* START Page extract *

Re: How to serialize & deserialize contiguous block of GenericRecords

Posted by Pedro Cardoso <pe...@feedzai.com>.
Hi Ryan,

Thank you so much for your reply! You were right about the encoder in the
serializer method, that was my mistake. I submitted a png rather than just
text because I thought the highlighting would help.
I may not have been very clear about my question, I understand that via the
DatumWriter/DatumReader I can serialize and deserialize a given Avro
GenericRecord respectively.

My question is, consider several GenericRecords all concatenated into a
single byte array as follows:

*[serializedGenericRecord1, serializedGenericRecord2,
serializedGenericRecord3, etc...]*

How can I deserialize them using the DatumReader API? If it's possible
out-of-the-box can you point me in the right direction?
Does this make sense?

See the code below (in text this time :) ) if it helps:

public void serialize(final List<Event> events, final UUID schemaId,
final ByteBuffer buffer) throws IOException {
    final Schema schema = getAvroSchema(schemaId);
    final ByteArrayOutputStream outputStream = new ByteArrayOutputStream();
    final Encoder encoder =
EncoderFactory.get().binaryEncoder(outputStream, null);
    final GenericDatumWriter<GenericRecord> datumWriter = new
GenericDatumWriter<>(schema);

    for (final Event event : events) {
        final GenericData.Record record = new GenericData.Record(schema);
        //populate record object
        datumWriter.write(record, encoder);
    }

    outputStream.close();
    buffer.put(outputStream.toByteArray());
}

public List<Event> deserialize(final ByteBuffer buffer, final UUID
schemaId) throws IOException {
    final List<Event> events = new ArrayList<>();
    final Schema schema = getAvroSchema(schemaId);
    final BinaryDecoder decoder =
DecoderFactory.get().binaryDecoder(buffer.array(), null);
    final GenericDatumReader<GenericRecord> datumReader = new
GenericDatumReader<>(schema);
    GenericRecord record = new GenericData.Record(schema);

    // How do I loop?
    record  = datumReader.read(record, decoder);
    // populate Event object and add to list

    return events;
}


Thank you once again for your help!

Cheers
Pedro Cardoso

Research Data Engineer

pedro.cardoso@feedzai.com




[image: Follow Feedzai on Facebook.] <https://www.facebook.com/Feedzai/>[image:
Follow Feedzai on Twitter!] <https://twitter.com/feedzai>[image: Connect
with Feedzai on LinkedIn!] <https://www.linkedin.com/company/feedzai/>
<https://feedzai.com/>[image: Feedzai in Forbes Fintech 50!]
<https://www.forbes.com/fintech/list/>


On Wed, Jan 29, 2020 at 5:34 PM Ryan Skraba <ry...@skraba.com> wrote:

> Hello!
>
> It's a bit difficult to discover what's going wrong -- I'm not sure that
> the code in the image corresponds to the exception you are encountering!
> Notably, there's no reference to DataFileStream...  Typically, it would be
> easier with code as TXT than as PNG!
>
> It is definitely possible to serialize Avro GenericRecords into bytes!

* END Page extract *
* START Data lines *

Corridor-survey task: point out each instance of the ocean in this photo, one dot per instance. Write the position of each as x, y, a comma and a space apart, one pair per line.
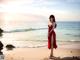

* END Data lines *

Stated exercise – Can you transcribe the Avro forum post between "I may not have" and "the right direction?", inclusive? Work from the forum post alone.

Answer to the problem –
I may not have been very clear about my question, I understand that via the
DatumWriter/DatumReader I can serialize and deserialize a given Avro
GenericRecord respectively.

My question is, consider several GenericRecords all concatenated into a
single byte array as follows:

*[serializedGenericRecord1, serializedGenericRecord2,
serializedGenericRecord3, etc...]*

How can I deserialize them using the DatumReader API? If it's possible
out-of-the-box can you point me in the right direction?